Source text:
══════════
Sammy Davis, Jr.: A Lot Of Living To Do


from 12/13/06 from pseudo-intellectualism

I was listening to my Rat Pack collection CD in the car and Sammy Davis Jr's rendition of this has got me playing it over and over at full blast. An incredible arrangement by Marty Paich. I said before, Sammy was overrated in the past, very underrated now.
There are girls just ripe for some kissin'
And I mean to kiss me a few!
Oh those girls don't know what they're missin',
I got a lot of living to do!
And there's wine all ready for tastin'
And there's Cadillacs all shiny and new!
Gotta move, cause time is a-wastin',
There's such a lot of livin' to do!
There's music to play,
Places to go and people to see!
Everything for you and me!
Life's a ball
If only you know it
And it's all just waiting for you
You're alive,
So come on and show it
There's such a lot of livin'
I got a living to do
Man, there's such a lot of living to do
Why there's music to play,
Places to go and people to see!
Everything for you and me!
Life's a ball
If only you know it
And it's all just waiting for you
You're alive,
So come on and show it
There's such a lot of livin'
Such a lot of livin'
Such a lot of livin' to do

Wednesday, February 13, 2008

A Valentine From Sammy Davis, Jr.


from 1960. I think it is from a television show that was filmed at Hugh Heffner's mansion.
from wikipedia

Samuel George Davis, Jr., better known as Sammy Davis, Jr. (December 8, 1925 – May 16, 1990) was an American entertainer. He was a dancer, singer, multi-instrumentalist (playing vibraphone, trumpet, and drums), impressionist, comedian, and actor. He was a member of the 1960s Rat Pack, which was led by his old friend Frank Sinatra, and included fellow performers Dean Martin, Joey Bishop and Peter Lawford.
Davis, Jr. was born in Harlem, Manhattan, New York City, New York to Elvera Sanchez, a dancer, and Sammy Davis, Sr., an African-American entertainer. The couple were both dancers in vaudeville. As an infant, he was raised by his paternal grandmother. When he was three years old, his parents split up. His father, not wanting to lose custody of his son, took him on tour. During his lifetime Sammy Davis, Jr. stated that his mother was Puerto Rican and born in San Juan However, in his 2003 biography In Black and White, author Wil Haygood writes that Elvera Sanchez was not born in Puerto Rico, but instead in New York City, the daughter of Cuban Americans Marco Sanchez and Luisa Aguiar. Haygood, who conducted over 250 interviews for his biography , states that the reason Davis claimed he was Puerto Rican stemmed from fear that anti-Cuban backlash resulting from the Cuban Missile Crisis would hurt his record sales.] The author's claims have never been confirmed by the Davis's immediate family, and therefore continues to remain as speculation.
══════════
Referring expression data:
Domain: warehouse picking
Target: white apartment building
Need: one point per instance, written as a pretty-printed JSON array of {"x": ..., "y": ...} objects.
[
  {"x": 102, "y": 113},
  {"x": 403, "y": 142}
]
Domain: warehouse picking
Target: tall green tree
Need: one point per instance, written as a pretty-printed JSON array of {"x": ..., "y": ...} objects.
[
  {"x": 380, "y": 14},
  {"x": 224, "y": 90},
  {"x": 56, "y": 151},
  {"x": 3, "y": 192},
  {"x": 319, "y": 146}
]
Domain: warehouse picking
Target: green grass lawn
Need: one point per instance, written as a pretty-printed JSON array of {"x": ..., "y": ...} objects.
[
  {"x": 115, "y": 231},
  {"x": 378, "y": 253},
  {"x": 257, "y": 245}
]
══════════
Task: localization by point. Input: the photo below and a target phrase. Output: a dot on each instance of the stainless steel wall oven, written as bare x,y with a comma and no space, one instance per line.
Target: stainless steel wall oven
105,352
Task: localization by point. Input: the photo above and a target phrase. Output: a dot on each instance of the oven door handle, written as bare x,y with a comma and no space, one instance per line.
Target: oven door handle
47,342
══════════
Work to complete:
**1)** In the Sammy Davis, Jr. text, who led the 1960s Rat Pack?
**2)** Write the next few sentences of the Sammy Davis, Jr. text, picking up after its final sentence.

Responses by item number:
**1)** Frank Sinatra, his old friend, led the Rat Pack.

**2)**
Davis was a headliner at The Frontier Casino in Las Vegas for many years, yet was required to accept accommodations in a rooming house on the west side of the city, rather than reside with his peers in the hotels, as were all black performers in the 1950s. For example, no stage dressing rooms were provided for black performers, so they were required to wait outside by the swimming pool between acts.[5]
During his early years in Vegas, he and other African-American artists like Nat King Cole and Count Basie could entertain on the stage, but often could not reside at the hotels at which they performed, and most definitely could not gamble in the casinos or go to the hotel restaurants and bars. After he achieved superstar success, Davis refused to work at venues which would practice racial segregation. His demands eventually led to the integration of Miami Beach nightclubs and Las Vegas, Nevada casinos. Davis was particularly proud of this accomplishment.
Although James Brown would claim the title of "Hardest Working Man in Show Business," the argument could be made that Sammy Davis, Jr. deserved it more. For example, in 1964 he was starring in Golden Boy at night and shooting his own New York-based afternoon talk show during the day. When he could get a day off from the theater, he would either be in the studio recording new songs, or else performing live, often at charity benefits as far away as Miami, Chicago and Las Vegas, or doing television variety specials in Los Angeles. Even at the time, Sam knew he was cheating his family of his company, but he couldn't help himself; as he later said, he was incapable of standing still.